## WHAT THE TASK REQUIRES
Which of the lines below contain the string "directive"? Copy each one.

Stored records
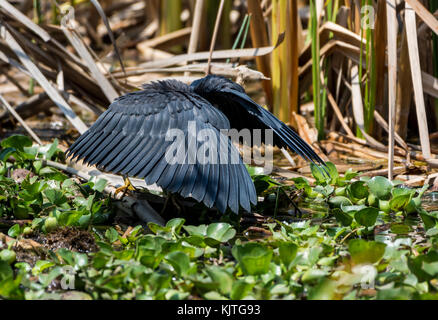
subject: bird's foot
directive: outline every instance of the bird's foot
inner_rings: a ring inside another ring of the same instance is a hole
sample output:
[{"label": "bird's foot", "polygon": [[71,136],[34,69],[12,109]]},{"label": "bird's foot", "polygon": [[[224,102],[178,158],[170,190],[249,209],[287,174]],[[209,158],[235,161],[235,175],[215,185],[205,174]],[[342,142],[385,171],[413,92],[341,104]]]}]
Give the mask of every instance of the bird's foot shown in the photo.
[{"label": "bird's foot", "polygon": [[137,189],[134,187],[134,185],[132,184],[131,180],[129,180],[128,177],[125,177],[125,184],[121,187],[118,187],[116,189],[116,194],[119,194],[121,192],[123,192],[123,196],[128,192],[128,190],[130,191],[136,191]]}]

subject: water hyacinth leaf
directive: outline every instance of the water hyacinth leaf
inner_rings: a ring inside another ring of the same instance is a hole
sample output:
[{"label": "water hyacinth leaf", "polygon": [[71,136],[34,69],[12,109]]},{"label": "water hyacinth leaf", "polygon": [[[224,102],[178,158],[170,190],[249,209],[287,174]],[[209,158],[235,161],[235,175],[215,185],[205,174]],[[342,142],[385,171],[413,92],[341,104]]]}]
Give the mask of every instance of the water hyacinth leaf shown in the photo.
[{"label": "water hyacinth leaf", "polygon": [[30,218],[30,208],[23,204],[14,204],[13,206],[14,217],[17,219],[29,219]]},{"label": "water hyacinth leaf", "polygon": [[61,267],[55,267],[52,270],[50,270],[47,274],[40,274],[38,276],[39,282],[44,286],[47,287],[50,285],[50,283],[55,280],[58,276],[63,274],[63,270]]},{"label": "water hyacinth leaf", "polygon": [[429,184],[425,183],[424,186],[421,189],[417,189],[418,198],[421,199],[421,197],[424,195],[424,193],[429,189]]},{"label": "water hyacinth leaf", "polygon": [[224,222],[212,223],[207,227],[207,238],[205,242],[209,244],[209,242],[227,242],[234,238],[236,235],[236,230],[229,224]]},{"label": "water hyacinth leaf", "polygon": [[298,246],[293,242],[280,242],[278,246],[278,251],[280,253],[280,260],[283,264],[288,267],[293,259],[295,259]]},{"label": "water hyacinth leaf", "polygon": [[14,250],[9,250],[9,249],[0,250],[0,261],[4,261],[12,265],[16,259],[17,259],[17,254],[15,253]]},{"label": "water hyacinth leaf", "polygon": [[356,171],[354,171],[353,169],[349,168],[345,173],[344,173],[344,179],[346,181],[350,181],[351,179],[356,178],[359,175],[359,173],[357,173]]},{"label": "water hyacinth leaf", "polygon": [[253,287],[254,283],[248,283],[243,279],[237,280],[233,283],[230,298],[232,300],[242,300],[248,296]]},{"label": "water hyacinth leaf", "polygon": [[[421,209],[424,210],[423,208],[421,208]],[[427,214],[438,220],[438,211],[429,211],[429,212],[427,212]]]},{"label": "water hyacinth leaf", "polygon": [[327,184],[330,179],[324,174],[324,170],[314,163],[310,163],[310,171],[318,184]]},{"label": "water hyacinth leaf", "polygon": [[84,214],[78,220],[78,224],[80,227],[85,228],[88,227],[91,223],[91,214]]},{"label": "water hyacinth leaf", "polygon": [[156,224],[154,222],[148,222],[148,228],[151,230],[154,234],[158,234],[160,231],[165,231],[165,227],[160,226],[159,224]]},{"label": "water hyacinth leaf", "polygon": [[428,237],[435,237],[438,235],[438,228],[433,227],[426,231],[426,236]]},{"label": "water hyacinth leaf", "polygon": [[217,266],[208,267],[206,272],[214,282],[218,283],[221,294],[230,294],[233,287],[233,278],[228,272]]},{"label": "water hyacinth leaf", "polygon": [[431,263],[423,262],[423,270],[431,276],[435,277],[436,275],[438,275],[438,261]]},{"label": "water hyacinth leaf", "polygon": [[356,212],[356,211],[360,211],[360,210],[365,209],[365,208],[367,208],[367,206],[363,205],[363,204],[352,205],[352,206],[341,204],[341,210],[344,211],[345,213]]},{"label": "water hyacinth leaf", "polygon": [[167,272],[154,272],[149,278],[148,283],[156,292],[163,288],[168,288],[171,281],[171,275]]},{"label": "water hyacinth leaf", "polygon": [[14,271],[12,270],[9,263],[0,260],[0,281],[11,279],[13,276]]},{"label": "water hyacinth leaf", "polygon": [[47,160],[51,160],[53,155],[55,154],[55,152],[58,150],[58,139],[55,138],[55,140],[53,141],[53,143],[50,145],[49,150],[47,150],[46,153],[46,159]]},{"label": "water hyacinth leaf", "polygon": [[[419,282],[430,281],[434,278],[430,272],[434,273],[433,267],[438,262],[438,252],[430,250],[427,254],[408,258],[409,270],[418,278]],[[432,264],[432,265],[431,265]],[[426,265],[426,269],[424,269]]]},{"label": "water hyacinth leaf", "polygon": [[50,167],[42,168],[40,170],[39,174],[41,176],[44,176],[47,179],[55,180],[55,181],[59,181],[59,182],[63,182],[64,180],[68,179],[68,176],[66,176],[62,172],[60,172],[56,169],[50,168]]},{"label": "water hyacinth leaf", "polygon": [[374,207],[368,207],[357,211],[354,219],[362,226],[372,227],[376,223],[379,210]]},{"label": "water hyacinth leaf", "polygon": [[335,191],[335,188],[332,185],[325,185],[325,186],[319,185],[313,188],[313,192],[322,194],[323,197],[330,196],[333,193],[333,191]]},{"label": "water hyacinth leaf", "polygon": [[106,229],[105,237],[110,243],[116,242],[119,239],[119,233],[113,227]]},{"label": "water hyacinth leaf", "polygon": [[97,180],[93,186],[93,190],[96,190],[98,192],[102,192],[105,189],[107,182],[108,181],[106,181],[105,179]]},{"label": "water hyacinth leaf", "polygon": [[201,224],[199,226],[183,226],[183,228],[188,232],[189,235],[205,236],[207,234],[207,225],[205,224]]},{"label": "water hyacinth leaf", "polygon": [[8,171],[8,168],[5,163],[2,162],[3,160],[0,158],[0,177],[4,176],[5,173]]},{"label": "water hyacinth leaf", "polygon": [[266,191],[269,188],[280,185],[275,180],[273,180],[270,176],[266,176],[266,175],[253,176],[252,178],[257,194],[261,194],[263,191]]},{"label": "water hyacinth leaf", "polygon": [[355,181],[347,188],[349,195],[355,199],[363,199],[368,197],[368,188],[364,181]]},{"label": "water hyacinth leaf", "polygon": [[312,193],[312,187],[310,186],[310,183],[306,178],[298,177],[298,178],[292,178],[291,180],[294,182],[295,187],[299,190],[304,190],[306,195]]},{"label": "water hyacinth leaf", "polygon": [[407,206],[405,207],[406,213],[414,213],[418,211],[418,208],[421,206],[421,197],[415,197],[409,201]]},{"label": "water hyacinth leaf", "polygon": [[292,178],[291,179],[295,183],[295,187],[297,189],[304,189],[304,187],[310,187],[309,180],[303,177]]},{"label": "water hyacinth leaf", "polygon": [[421,220],[423,220],[424,228],[426,230],[429,230],[429,229],[431,229],[431,228],[436,226],[437,219],[435,217],[431,216],[429,214],[429,212],[427,212],[423,208],[418,208],[418,210],[419,210],[419,215],[421,217]]},{"label": "water hyacinth leaf", "polygon": [[245,275],[261,275],[269,271],[272,250],[260,243],[235,245],[232,254]]},{"label": "water hyacinth leaf", "polygon": [[40,160],[37,160],[37,161],[34,161],[32,163],[32,165],[35,169],[35,172],[38,174],[40,172],[41,168],[43,167],[43,162]]},{"label": "water hyacinth leaf", "polygon": [[173,233],[180,233],[182,226],[184,225],[184,223],[186,222],[185,219],[183,218],[174,218],[169,220],[166,223],[166,229],[169,231],[172,231]]},{"label": "water hyacinth leaf", "polygon": [[74,265],[73,251],[61,248],[56,251],[56,254],[68,265]]},{"label": "water hyacinth leaf", "polygon": [[385,253],[386,244],[363,239],[353,239],[348,242],[348,251],[355,264],[376,263]]},{"label": "water hyacinth leaf", "polygon": [[2,140],[0,145],[2,148],[15,148],[19,151],[24,151],[25,147],[32,146],[32,140],[27,136],[13,135]]},{"label": "water hyacinth leaf", "polygon": [[325,278],[327,277],[327,274],[328,274],[327,271],[321,269],[309,269],[303,274],[301,280],[304,283],[308,283],[315,280],[319,280],[321,278]]},{"label": "water hyacinth leaf", "polygon": [[316,264],[316,262],[318,262],[322,251],[322,247],[312,247],[308,250],[307,263],[309,266],[313,266]]},{"label": "water hyacinth leaf", "polygon": [[179,276],[185,275],[190,269],[189,256],[182,251],[171,252],[166,255],[165,259]]},{"label": "water hyacinth leaf", "polygon": [[391,211],[391,206],[389,204],[389,200],[379,200],[379,209],[383,212],[388,213],[389,211]]},{"label": "water hyacinth leaf", "polygon": [[394,212],[400,211],[409,204],[411,199],[412,194],[402,194],[399,196],[395,196],[389,201],[389,207]]},{"label": "water hyacinth leaf", "polygon": [[209,292],[205,293],[204,298],[206,300],[227,300],[226,297],[224,297],[223,295],[221,295],[217,291],[209,291]]},{"label": "water hyacinth leaf", "polygon": [[327,165],[327,171],[330,174],[331,184],[335,184],[337,182],[338,178],[339,178],[338,169],[330,161],[326,162],[326,165]]},{"label": "water hyacinth leaf", "polygon": [[134,227],[134,229],[131,230],[131,232],[128,235],[128,239],[132,239],[135,240],[137,236],[137,234],[141,234],[141,231],[143,230],[143,226],[138,225],[136,227]]},{"label": "water hyacinth leaf", "polygon": [[43,272],[45,269],[54,266],[55,264],[49,260],[39,260],[35,263],[35,266],[32,268],[32,274],[38,275]]},{"label": "water hyacinth leaf", "polygon": [[248,170],[248,173],[251,177],[254,176],[265,176],[264,175],[264,169],[262,167],[254,167],[254,166],[246,166],[246,169]]},{"label": "water hyacinth leaf", "polygon": [[40,147],[38,149],[38,152],[44,155],[44,159],[51,160],[55,152],[59,150],[58,144],[59,141],[55,138],[55,140],[53,140],[53,143]]},{"label": "water hyacinth leaf", "polygon": [[20,235],[20,225],[16,223],[9,228],[8,236],[10,236],[11,238],[16,238],[19,235]]},{"label": "water hyacinth leaf", "polygon": [[0,151],[0,161],[6,162],[6,160],[9,159],[9,157],[16,152],[17,149],[15,148],[5,148],[2,151]]},{"label": "water hyacinth leaf", "polygon": [[336,294],[336,282],[324,279],[309,291],[309,300],[332,300]]},{"label": "water hyacinth leaf", "polygon": [[409,189],[409,188],[394,188],[392,189],[392,196],[393,197],[397,197],[397,196],[403,196],[403,195],[408,195],[408,196],[413,196],[415,194],[415,189]]},{"label": "water hyacinth leaf", "polygon": [[339,208],[333,209],[332,213],[334,214],[336,221],[338,221],[344,227],[350,226],[353,222],[353,217]]},{"label": "water hyacinth leaf", "polygon": [[207,246],[205,243],[205,237],[199,235],[184,237],[184,241],[195,247],[205,248]]},{"label": "water hyacinth leaf", "polygon": [[369,206],[372,206],[372,207],[378,207],[379,206],[379,199],[377,199],[377,197],[374,194],[372,194],[372,193],[370,193],[368,195],[367,202],[368,202]]},{"label": "water hyacinth leaf", "polygon": [[347,197],[343,197],[343,196],[332,197],[332,198],[330,198],[330,200],[328,202],[334,208],[341,208],[341,206],[353,205],[353,203],[350,201],[350,199],[348,199]]},{"label": "water hyacinth leaf", "polygon": [[339,258],[339,256],[333,257],[324,257],[318,260],[318,265],[320,266],[333,266],[335,261]]},{"label": "water hyacinth leaf", "polygon": [[62,191],[56,189],[46,189],[43,193],[47,197],[47,200],[50,201],[50,203],[58,206],[64,204],[68,200]]},{"label": "water hyacinth leaf", "polygon": [[[124,251],[129,252],[131,250],[124,250]],[[88,265],[88,256],[85,253],[72,251],[72,257],[74,261],[72,265],[75,267],[75,269],[80,269]]]},{"label": "water hyacinth leaf", "polygon": [[413,288],[402,287],[394,289],[383,289],[377,292],[378,300],[411,300]]},{"label": "water hyacinth leaf", "polygon": [[370,192],[378,199],[388,200],[391,197],[393,184],[387,178],[377,176],[370,179],[367,184]]},{"label": "water hyacinth leaf", "polygon": [[335,189],[336,196],[345,196],[347,194],[347,187],[337,187]]},{"label": "water hyacinth leaf", "polygon": [[405,183],[405,181],[397,180],[397,179],[392,180],[391,182],[392,182],[392,185],[393,185],[394,187],[400,186],[400,185],[402,185],[402,184]]}]

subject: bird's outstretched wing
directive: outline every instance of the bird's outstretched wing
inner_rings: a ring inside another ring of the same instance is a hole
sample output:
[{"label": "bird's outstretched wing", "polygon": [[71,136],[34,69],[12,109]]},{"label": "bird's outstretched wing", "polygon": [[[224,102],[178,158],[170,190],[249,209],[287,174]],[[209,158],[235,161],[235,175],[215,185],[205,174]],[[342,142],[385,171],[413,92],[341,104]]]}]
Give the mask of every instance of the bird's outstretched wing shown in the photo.
[{"label": "bird's outstretched wing", "polygon": [[294,130],[255,103],[245,90],[224,77],[209,75],[194,81],[192,90],[221,110],[238,130],[272,129],[274,144],[288,147],[304,159],[325,167],[325,162]]},{"label": "bird's outstretched wing", "polygon": [[[237,149],[220,132],[228,128],[224,114],[189,86],[160,81],[116,99],[67,155],[105,171],[145,178],[147,184],[221,212],[229,207],[237,213],[239,206],[250,211],[251,203],[257,203],[254,184]],[[210,136],[199,141],[202,130]],[[182,132],[183,139],[169,136],[172,131]],[[190,137],[194,145],[189,145]],[[202,146],[207,156],[217,150],[217,161],[200,162],[197,151]],[[231,159],[235,152],[237,162]]]}]

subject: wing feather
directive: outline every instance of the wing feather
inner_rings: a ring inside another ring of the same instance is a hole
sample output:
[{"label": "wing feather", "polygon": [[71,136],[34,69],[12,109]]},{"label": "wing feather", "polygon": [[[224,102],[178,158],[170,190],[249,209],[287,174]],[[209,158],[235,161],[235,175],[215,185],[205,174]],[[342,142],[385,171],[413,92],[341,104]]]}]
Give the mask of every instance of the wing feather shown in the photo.
[{"label": "wing feather", "polygon": [[[237,152],[230,139],[221,139],[220,129],[228,129],[227,117],[190,87],[175,81],[154,83],[145,90],[116,99],[108,110],[67,151],[73,159],[83,159],[103,170],[145,178],[147,184],[161,186],[183,197],[215,206],[220,212],[229,207],[250,210],[256,197],[254,185],[243,165],[188,163],[188,122],[194,121],[195,134],[213,132],[219,150]],[[169,129],[184,133],[183,163],[171,164],[166,151]],[[199,145],[199,143],[198,143]],[[222,152],[222,151],[219,151]]]},{"label": "wing feather", "polygon": [[328,174],[325,162],[295,131],[272,113],[255,103],[238,84],[221,76],[209,75],[194,81],[195,93],[217,106],[236,129],[272,129],[274,144],[288,147],[304,159],[314,162]]}]

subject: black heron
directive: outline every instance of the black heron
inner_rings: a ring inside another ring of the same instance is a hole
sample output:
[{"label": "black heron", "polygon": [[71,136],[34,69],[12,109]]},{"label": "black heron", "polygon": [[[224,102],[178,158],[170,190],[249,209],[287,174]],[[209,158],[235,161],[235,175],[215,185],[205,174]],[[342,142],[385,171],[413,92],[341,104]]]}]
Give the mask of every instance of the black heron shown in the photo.
[{"label": "black heron", "polygon": [[190,162],[187,150],[182,154],[184,161],[168,161],[165,155],[172,141],[166,133],[181,130],[186,136],[181,143],[187,146],[189,121],[196,125],[196,132],[213,132],[224,159],[237,149],[230,139],[221,139],[221,129],[271,129],[274,145],[287,147],[327,171],[324,161],[296,132],[255,103],[240,85],[216,75],[190,86],[176,80],[157,81],[115,99],[68,149],[67,156],[104,171],[145,178],[148,185],[156,183],[222,213],[227,208],[237,213],[240,207],[250,212],[257,195],[240,156],[237,163]]}]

## EXERCISE RESULT
directive: outline every instance of the bird's foot
directive: outline every instance of the water hyacinth leaf
directive: outline every instance of the bird's outstretched wing
directive: outline every instance of the wing feather
directive: outline every instance of the black heron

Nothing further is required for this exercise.